→ Collected data:
------------------------------------

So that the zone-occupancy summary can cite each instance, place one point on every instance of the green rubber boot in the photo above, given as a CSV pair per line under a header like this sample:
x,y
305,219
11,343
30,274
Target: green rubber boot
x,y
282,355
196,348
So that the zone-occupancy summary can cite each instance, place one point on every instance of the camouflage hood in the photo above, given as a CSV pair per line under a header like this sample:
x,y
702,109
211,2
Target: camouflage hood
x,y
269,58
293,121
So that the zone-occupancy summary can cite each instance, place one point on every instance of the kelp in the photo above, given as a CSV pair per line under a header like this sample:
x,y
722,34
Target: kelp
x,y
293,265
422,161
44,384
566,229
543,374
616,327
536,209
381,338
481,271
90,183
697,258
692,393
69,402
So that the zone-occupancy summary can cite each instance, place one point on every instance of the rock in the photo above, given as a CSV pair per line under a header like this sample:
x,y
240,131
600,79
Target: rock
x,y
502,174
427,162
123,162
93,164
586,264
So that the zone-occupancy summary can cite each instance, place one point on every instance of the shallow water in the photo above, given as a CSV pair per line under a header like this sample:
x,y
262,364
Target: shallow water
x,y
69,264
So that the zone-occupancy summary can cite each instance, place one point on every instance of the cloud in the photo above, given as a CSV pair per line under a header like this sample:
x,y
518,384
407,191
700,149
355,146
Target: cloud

------------------------------------

→ Action item: Reproduce the records exactly as they appear.

→ Exercise response:
So that the zone-occupancy summary can cite each instance, place one point on every instance of the green rubber boot in the photo above, given as a CSV pair per line under a header like this sample:
x,y
305,219
11,343
30,274
Target: green rubber boot
x,y
282,355
196,348
So that the zone-occupancy summary can cite each instance, place one point on every instance of the camouflage hood in the photo above, given as a CSV pair per line under a header like this sample:
x,y
702,109
211,2
Target: camouflage hood
x,y
269,58
293,121
So that the zone-occupancy summary can cite each instance, place one point on every instance of the kelp in the photo above, given as a CSV pair per line under a header like this sample:
x,y
722,34
Target: kelp
x,y
293,265
422,161
44,384
566,229
543,374
616,327
536,209
381,338
481,271
90,183
697,258
692,393
69,402
So that the zone-occupancy summary can cite each instance, place one point on every instance of the rock in the photo above, given as a CSV pair per line under a header like this sample:
x,y
240,131
600,79
Target: rock
x,y
502,174
427,162
123,162
93,164
586,264
So that the zone-occupancy summary can cite each instance, place one point on every instance of the shallow water in the photo above, given as a CSV pair per line under a header like this sample:
x,y
262,364
Target: shallow water
x,y
69,264
So that the zone-occupancy summary can cite each instance, place one point on every instance of the cloud in the photo above, given as a CSV pair per line under a header like this sample:
x,y
518,384
407,191
700,149
355,146
Target: cloud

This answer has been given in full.